What is expected: Reproduce the data in its entirety, exactly as supplied.

-- start of Source data --

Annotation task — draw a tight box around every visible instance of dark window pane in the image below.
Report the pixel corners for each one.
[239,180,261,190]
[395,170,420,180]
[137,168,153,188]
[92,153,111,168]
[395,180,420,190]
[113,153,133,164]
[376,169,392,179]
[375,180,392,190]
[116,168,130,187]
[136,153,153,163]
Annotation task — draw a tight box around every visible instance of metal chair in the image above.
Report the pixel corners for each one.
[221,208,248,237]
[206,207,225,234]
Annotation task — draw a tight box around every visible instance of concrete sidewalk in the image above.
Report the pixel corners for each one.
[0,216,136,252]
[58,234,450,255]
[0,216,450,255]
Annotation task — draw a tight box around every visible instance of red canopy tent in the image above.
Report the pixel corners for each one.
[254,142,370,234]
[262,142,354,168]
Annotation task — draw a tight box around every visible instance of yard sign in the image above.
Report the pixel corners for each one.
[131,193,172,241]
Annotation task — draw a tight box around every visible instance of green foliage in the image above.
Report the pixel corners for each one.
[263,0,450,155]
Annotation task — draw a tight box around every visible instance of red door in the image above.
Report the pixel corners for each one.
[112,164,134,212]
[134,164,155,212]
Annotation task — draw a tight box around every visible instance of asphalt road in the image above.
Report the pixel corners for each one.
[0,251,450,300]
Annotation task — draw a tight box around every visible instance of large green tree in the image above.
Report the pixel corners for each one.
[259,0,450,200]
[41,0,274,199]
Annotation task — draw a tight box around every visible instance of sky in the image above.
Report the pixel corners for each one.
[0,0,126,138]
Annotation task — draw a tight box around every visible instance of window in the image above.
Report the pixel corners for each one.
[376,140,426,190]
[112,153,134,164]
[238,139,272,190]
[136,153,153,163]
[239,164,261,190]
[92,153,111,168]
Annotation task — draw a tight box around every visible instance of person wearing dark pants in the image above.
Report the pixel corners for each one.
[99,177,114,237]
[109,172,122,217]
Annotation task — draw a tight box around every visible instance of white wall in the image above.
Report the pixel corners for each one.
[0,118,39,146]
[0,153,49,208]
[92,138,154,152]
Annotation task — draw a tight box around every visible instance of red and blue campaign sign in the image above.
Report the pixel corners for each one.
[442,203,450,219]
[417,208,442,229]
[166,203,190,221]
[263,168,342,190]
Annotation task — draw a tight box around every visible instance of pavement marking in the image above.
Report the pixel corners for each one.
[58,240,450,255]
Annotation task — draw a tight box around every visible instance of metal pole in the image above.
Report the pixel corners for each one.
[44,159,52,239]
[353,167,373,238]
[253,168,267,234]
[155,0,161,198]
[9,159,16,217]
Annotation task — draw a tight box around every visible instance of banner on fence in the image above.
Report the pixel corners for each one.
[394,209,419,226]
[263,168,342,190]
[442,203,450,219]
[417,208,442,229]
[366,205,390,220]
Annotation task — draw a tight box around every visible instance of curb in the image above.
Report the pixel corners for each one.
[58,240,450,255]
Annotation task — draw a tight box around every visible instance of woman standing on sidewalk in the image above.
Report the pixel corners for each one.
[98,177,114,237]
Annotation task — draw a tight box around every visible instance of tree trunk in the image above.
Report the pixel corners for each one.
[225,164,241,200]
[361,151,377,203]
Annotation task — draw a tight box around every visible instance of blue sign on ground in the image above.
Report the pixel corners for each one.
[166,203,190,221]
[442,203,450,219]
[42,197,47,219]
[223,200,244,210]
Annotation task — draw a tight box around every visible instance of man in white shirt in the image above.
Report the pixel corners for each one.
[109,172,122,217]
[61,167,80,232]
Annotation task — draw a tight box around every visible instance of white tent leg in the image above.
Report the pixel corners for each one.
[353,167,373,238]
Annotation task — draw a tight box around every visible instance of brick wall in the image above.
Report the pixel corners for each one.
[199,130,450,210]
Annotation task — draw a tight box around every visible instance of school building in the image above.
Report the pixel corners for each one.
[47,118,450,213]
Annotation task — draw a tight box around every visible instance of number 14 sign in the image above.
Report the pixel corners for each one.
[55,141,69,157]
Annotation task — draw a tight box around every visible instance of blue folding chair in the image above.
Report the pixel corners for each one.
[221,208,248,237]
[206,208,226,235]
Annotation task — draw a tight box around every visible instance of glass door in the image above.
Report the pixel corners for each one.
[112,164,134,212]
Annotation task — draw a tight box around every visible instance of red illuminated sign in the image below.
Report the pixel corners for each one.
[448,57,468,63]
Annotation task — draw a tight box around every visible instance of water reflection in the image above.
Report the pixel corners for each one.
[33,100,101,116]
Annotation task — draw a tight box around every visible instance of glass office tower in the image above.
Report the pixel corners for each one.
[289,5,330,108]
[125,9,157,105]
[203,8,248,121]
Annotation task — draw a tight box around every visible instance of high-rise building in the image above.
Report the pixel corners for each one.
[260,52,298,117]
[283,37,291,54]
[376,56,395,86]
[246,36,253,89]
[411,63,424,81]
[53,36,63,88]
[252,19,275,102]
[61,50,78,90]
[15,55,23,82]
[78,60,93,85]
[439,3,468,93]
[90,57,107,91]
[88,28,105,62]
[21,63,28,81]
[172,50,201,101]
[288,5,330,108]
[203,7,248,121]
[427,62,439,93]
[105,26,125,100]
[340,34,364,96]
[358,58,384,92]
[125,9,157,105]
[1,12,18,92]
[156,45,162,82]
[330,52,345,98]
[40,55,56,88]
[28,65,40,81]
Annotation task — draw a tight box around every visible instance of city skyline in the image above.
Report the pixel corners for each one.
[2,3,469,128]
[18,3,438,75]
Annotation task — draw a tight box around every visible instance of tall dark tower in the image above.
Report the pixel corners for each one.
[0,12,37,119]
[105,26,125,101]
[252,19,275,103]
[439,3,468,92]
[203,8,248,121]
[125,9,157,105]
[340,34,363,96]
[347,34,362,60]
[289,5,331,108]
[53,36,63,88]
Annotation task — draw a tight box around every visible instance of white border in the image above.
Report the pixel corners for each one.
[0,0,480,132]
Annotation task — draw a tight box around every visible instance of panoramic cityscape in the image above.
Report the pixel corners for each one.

-- end of Source data --

The output:
Annotation task — draw a tight box around every visible instance of dark window pane in the image below.
Report the pixel corners for each one.
[239,180,261,190]
[395,170,420,180]
[137,168,153,188]
[92,153,111,168]
[395,180,420,190]
[113,153,133,164]
[376,169,392,179]
[375,180,392,190]
[116,168,130,187]
[136,153,153,163]
Annotation task — draw a tight box around every visible instance of metal chair in the image above.
Report the pixel corners for each one.
[221,208,248,237]
[206,207,225,234]
Annotation task — draw a tight box around every visible instance of concrete sidewalk in the image above.
Report the pixel corners for each one.
[0,216,136,252]
[58,234,450,255]
[0,216,450,255]
Annotation task — draw a tight box around every visible instance of red canopy tent in the image above.
Report the pixel corners for each one.
[254,142,370,234]
[262,142,354,168]
Annotation task — draw a tight box around every visible instance of yard sign in the image above.
Report the pixel corners for each one.
[131,193,172,241]
Annotation task — draw a tight box around every visible instance of green foliage in the image above.
Report the pixel corners for each one.
[263,0,450,155]
Annotation task — draw a tight box around every visible instance of red door in the image above.
Report the pixel corners for each one.
[112,164,134,212]
[134,164,155,212]
Annotation task — draw a tight box around every visible instance of asphalt road in the image above.
Report the pixel corners for each one.
[0,251,450,300]
Annotation task — draw a tight box around every visible instance of large green tree in the image above.
Report the pixel corners for each one.
[259,0,450,200]
[41,0,274,199]
Annotation task — draw a tight box around every visible instance of sky in the image above.
Report the pixel corners for each one.
[0,0,126,138]
Annotation task — draw a tight box around every visible instance of window in the image above.
Report the pixel corners for each one.
[376,140,426,190]
[112,153,134,164]
[238,139,272,190]
[136,153,153,163]
[239,164,261,190]
[92,153,111,168]
Annotation task — draw a tight box around every visible instance of person wearing dark pants in the image above.
Report the pixel corners for each one.
[99,177,114,237]
[109,172,122,217]
Annotation task — draw a tight box around every visible instance of white wall in the image above.
Report the pixel corners for each one.
[0,118,39,146]
[0,153,49,208]
[92,138,154,152]
Annotation task — draw a tight box around every visible instance of red and blue campaign sign in the image above.
Report the pixel corners for each one.
[442,203,450,219]
[417,208,442,229]
[166,203,190,221]
[263,168,342,190]
Annotation task — draw a tight box around every visible instance of pavement marking in the image above.
Report the pixel corners for each one.
[58,240,450,255]
Annotation task — draw a tight box around every visible instance of metal pole in the image above.
Report the pixel corners for each one.
[44,159,52,239]
[353,167,373,238]
[253,168,267,234]
[155,0,161,198]
[9,159,16,217]
Annotation task — draw a tight box around every visible instance of banner on fence in the image above.
Report the pixel corners for each one.
[394,209,419,226]
[263,168,342,190]
[442,203,450,219]
[417,208,442,229]
[366,205,390,220]
Annotation task — draw a tight box around every visible instance of curb in the image above.
Report the pixel corners for each one.
[58,240,450,255]
Annotation task — draw a tight box around every visible instance of woman standing on sidewalk in the image above.
Report the pixel corners for each one.
[98,177,114,237]
Annotation task — draw a tight box around every visible instance of tree trunk in the image above.
Report the pixel corners for each one.
[225,164,241,200]
[361,151,377,203]
Annotation task — draw a tight box around every visible instance of blue sign on ground in the image above.
Report the pixel corners for each one.
[166,203,190,221]
[442,203,450,219]
[42,197,47,219]
[223,200,244,210]
Annotation task — draw a tight box around every visible instance of man in white shirt in the image above.
Report the pixel corners for each one.
[109,172,122,217]
[61,167,80,232]
Annotation task — draw a tight box around every visible instance of white tent leg in the image above.
Report the pixel corners for each one.
[353,167,373,238]
Annotation task — draw a tight box around every visible instance of brick wall in the image above.
Report the pixel corners for each one.
[199,130,450,210]
Annotation task — draw a tight box around every visible instance of school building in the image above.
Report the pixel corners for each one.
[47,118,450,213]
Annotation task — draw a tight box around every visible instance of number 14 sign in the image above.
Report the pixel corners for each one.
[55,141,69,157]
Annotation task — draw a tight box around every visible instance of blue folding chair in the image above.
Report the pixel corners for each one.
[221,208,248,237]
[206,208,226,235]
Annotation task — draw a tight box around every visible instance of glass door in the image above.
Report the pixel corners for each one.
[112,164,134,212]
Annotation task — draw a tight box around every visible instance of red illuminated sign in the image below.
Report the pixel corners for each one.
[448,57,468,63]
Annotation task — draw a tight box around every visible instance of water reflection in the image above.
Report the pixel corners for each one.
[33,100,101,116]
Annotation task — draw a tight box around every visible instance of glass office tower in the image above.
Report the pixel corners for each one.
[289,5,330,108]
[125,9,157,105]
[203,8,248,121]
Annotation task — draw a tight box around every visible instance of high-rise building in the image above.
Report the pixel corners for each one.
[260,52,298,117]
[283,37,291,54]
[376,56,395,86]
[246,36,253,89]
[411,63,424,81]
[53,36,63,88]
[252,19,275,102]
[61,50,78,90]
[15,55,23,82]
[78,60,93,85]
[439,3,468,93]
[90,57,107,91]
[88,28,105,62]
[21,63,28,81]
[172,50,201,101]
[288,5,330,108]
[203,7,248,121]
[427,62,439,93]
[105,26,125,100]
[340,34,364,96]
[358,58,384,92]
[125,9,157,105]
[1,12,18,92]
[156,45,162,82]
[330,52,345,98]
[40,55,56,88]
[28,65,40,81]
Annotation task — draw a tight box around every visible instance of city skyline in the image above.
Report the pixel corners for each one.
[2,3,469,128]
[18,3,438,75]
Annotation task — draw a tight box around every visible instance of tall dark tower in the image above.
Report the pixel corners for each one.
[0,12,37,119]
[105,26,125,101]
[252,19,275,103]
[439,3,468,92]
[203,8,248,121]
[125,9,157,105]
[340,34,363,96]
[347,34,362,60]
[289,5,331,108]
[53,36,63,88]
Annotation task — draw a tight box around every visible instance of white border in the image above.
Report the pixel corners for each one.
[0,0,480,132]
Annotation task — draw a tight box around every visible instance of panoramic cityscape in the image above.
Report the pixel corners for each one.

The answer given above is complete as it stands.